### Short exercise:
Copy the following lines verbatim, keeping every character and line break unchanged.

'''

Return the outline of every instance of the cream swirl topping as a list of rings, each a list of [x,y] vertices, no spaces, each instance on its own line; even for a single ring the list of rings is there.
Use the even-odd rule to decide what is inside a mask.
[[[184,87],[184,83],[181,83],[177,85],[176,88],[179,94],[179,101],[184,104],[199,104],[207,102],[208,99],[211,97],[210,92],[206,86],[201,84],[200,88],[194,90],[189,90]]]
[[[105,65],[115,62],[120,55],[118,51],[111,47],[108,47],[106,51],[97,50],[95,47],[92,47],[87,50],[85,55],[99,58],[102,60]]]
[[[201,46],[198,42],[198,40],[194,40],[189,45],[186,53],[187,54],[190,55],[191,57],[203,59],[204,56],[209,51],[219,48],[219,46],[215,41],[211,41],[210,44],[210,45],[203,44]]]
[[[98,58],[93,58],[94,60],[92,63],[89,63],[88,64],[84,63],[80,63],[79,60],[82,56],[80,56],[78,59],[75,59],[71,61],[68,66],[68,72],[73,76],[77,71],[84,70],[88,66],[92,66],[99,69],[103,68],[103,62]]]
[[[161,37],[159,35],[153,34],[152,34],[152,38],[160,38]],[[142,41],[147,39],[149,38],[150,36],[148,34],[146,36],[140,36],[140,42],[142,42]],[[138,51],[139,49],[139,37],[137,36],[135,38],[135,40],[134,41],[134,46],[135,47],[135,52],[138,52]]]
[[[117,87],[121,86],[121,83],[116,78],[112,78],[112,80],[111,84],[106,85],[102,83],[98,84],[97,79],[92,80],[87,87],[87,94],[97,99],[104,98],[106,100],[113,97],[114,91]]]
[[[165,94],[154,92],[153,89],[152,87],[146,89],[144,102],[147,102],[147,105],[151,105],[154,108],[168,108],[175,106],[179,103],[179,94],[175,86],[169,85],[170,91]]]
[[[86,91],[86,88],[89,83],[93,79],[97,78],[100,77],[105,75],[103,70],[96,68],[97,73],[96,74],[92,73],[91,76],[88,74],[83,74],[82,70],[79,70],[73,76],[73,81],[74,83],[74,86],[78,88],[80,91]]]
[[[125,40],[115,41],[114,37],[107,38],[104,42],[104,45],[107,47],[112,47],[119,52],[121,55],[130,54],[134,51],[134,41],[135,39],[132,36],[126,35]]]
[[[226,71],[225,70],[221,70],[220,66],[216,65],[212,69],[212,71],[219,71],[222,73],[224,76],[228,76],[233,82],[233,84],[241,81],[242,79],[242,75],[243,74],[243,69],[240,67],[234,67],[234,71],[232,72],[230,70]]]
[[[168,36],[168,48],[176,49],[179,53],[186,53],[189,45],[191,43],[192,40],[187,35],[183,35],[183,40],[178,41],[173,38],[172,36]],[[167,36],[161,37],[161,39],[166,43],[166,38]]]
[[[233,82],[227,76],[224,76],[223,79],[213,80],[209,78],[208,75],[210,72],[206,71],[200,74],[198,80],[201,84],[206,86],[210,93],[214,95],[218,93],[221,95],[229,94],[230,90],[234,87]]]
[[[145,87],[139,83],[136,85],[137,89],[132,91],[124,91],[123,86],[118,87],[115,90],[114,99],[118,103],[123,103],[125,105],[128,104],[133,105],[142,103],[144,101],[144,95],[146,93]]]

'''

### Exercise solution:
Return the outline of every instance of the cream swirl topping as a list of rings, each a list of [x,y] vertices, no spaces, each instance on its own line; even for a single ring the list of rings is there.
Use the even-odd rule to decide what is inside a mask.
[[[184,87],[184,83],[181,83],[177,85],[176,88],[179,94],[179,101],[184,104],[199,104],[207,102],[208,99],[211,97],[210,92],[206,86],[201,84],[200,88],[194,90],[189,90]]]
[[[105,65],[115,62],[120,55],[118,51],[111,47],[108,47],[106,51],[97,50],[95,47],[92,47],[87,50],[85,55],[99,58],[102,60]]]
[[[201,46],[198,42],[198,40],[194,40],[189,45],[186,53],[187,54],[190,55],[191,57],[203,59],[204,56],[209,51],[219,48],[219,46],[215,41],[211,41],[210,44],[210,45],[203,44]]]
[[[98,58],[93,58],[94,60],[92,63],[89,63],[88,64],[84,63],[80,63],[79,60],[82,56],[80,56],[78,59],[75,59],[71,61],[68,66],[68,72],[73,76],[77,71],[84,70],[88,66],[92,66],[99,69],[103,68],[103,62]]]
[[[161,37],[159,35],[153,34],[152,34],[152,38],[160,38]],[[142,41],[147,39],[149,38],[150,36],[148,34],[146,36],[140,36],[140,42],[142,42]],[[138,51],[139,49],[139,37],[137,36],[135,38],[135,40],[134,41],[134,46],[135,47],[135,52],[138,52]]]
[[[117,87],[121,86],[121,83],[116,78],[112,78],[112,80],[111,84],[106,85],[102,83],[98,84],[97,79],[92,80],[87,87],[87,94],[97,99],[104,98],[106,100],[113,97],[114,91]]]
[[[165,94],[154,92],[153,89],[152,87],[146,89],[144,102],[147,102],[147,105],[151,105],[154,108],[168,108],[175,106],[179,103],[179,94],[175,86],[169,85],[170,91]]]
[[[86,91],[86,88],[89,83],[93,79],[97,78],[100,77],[105,75],[103,70],[96,68],[97,73],[96,74],[92,73],[91,76],[88,74],[83,74],[82,70],[79,70],[73,76],[73,81],[74,83],[74,86],[78,88],[80,91]]]
[[[125,40],[115,41],[114,37],[107,38],[104,42],[104,45],[107,47],[112,47],[119,52],[121,55],[130,54],[134,51],[134,41],[135,39],[132,36],[126,35]]]
[[[226,71],[225,70],[221,70],[220,66],[216,65],[212,69],[212,71],[219,71],[222,73],[224,76],[228,76],[233,82],[233,84],[241,81],[242,79],[242,75],[243,74],[243,69],[240,67],[234,67],[234,71],[232,72],[230,70]]]
[[[168,36],[168,48],[176,49],[179,53],[186,53],[189,45],[191,43],[192,40],[187,35],[183,35],[183,40],[178,41],[173,38],[172,36]],[[167,36],[161,37],[161,39],[166,43],[166,38]]]
[[[233,82],[227,76],[224,76],[223,79],[213,80],[209,78],[208,75],[210,72],[206,71],[200,74],[198,80],[201,84],[206,86],[210,93],[214,95],[218,93],[221,95],[229,94],[230,90],[234,87]]]
[[[145,87],[139,83],[136,85],[137,89],[132,91],[124,91],[123,86],[118,87],[115,90],[114,99],[118,103],[123,103],[125,105],[128,104],[133,105],[142,103],[144,101],[144,95],[146,93]]]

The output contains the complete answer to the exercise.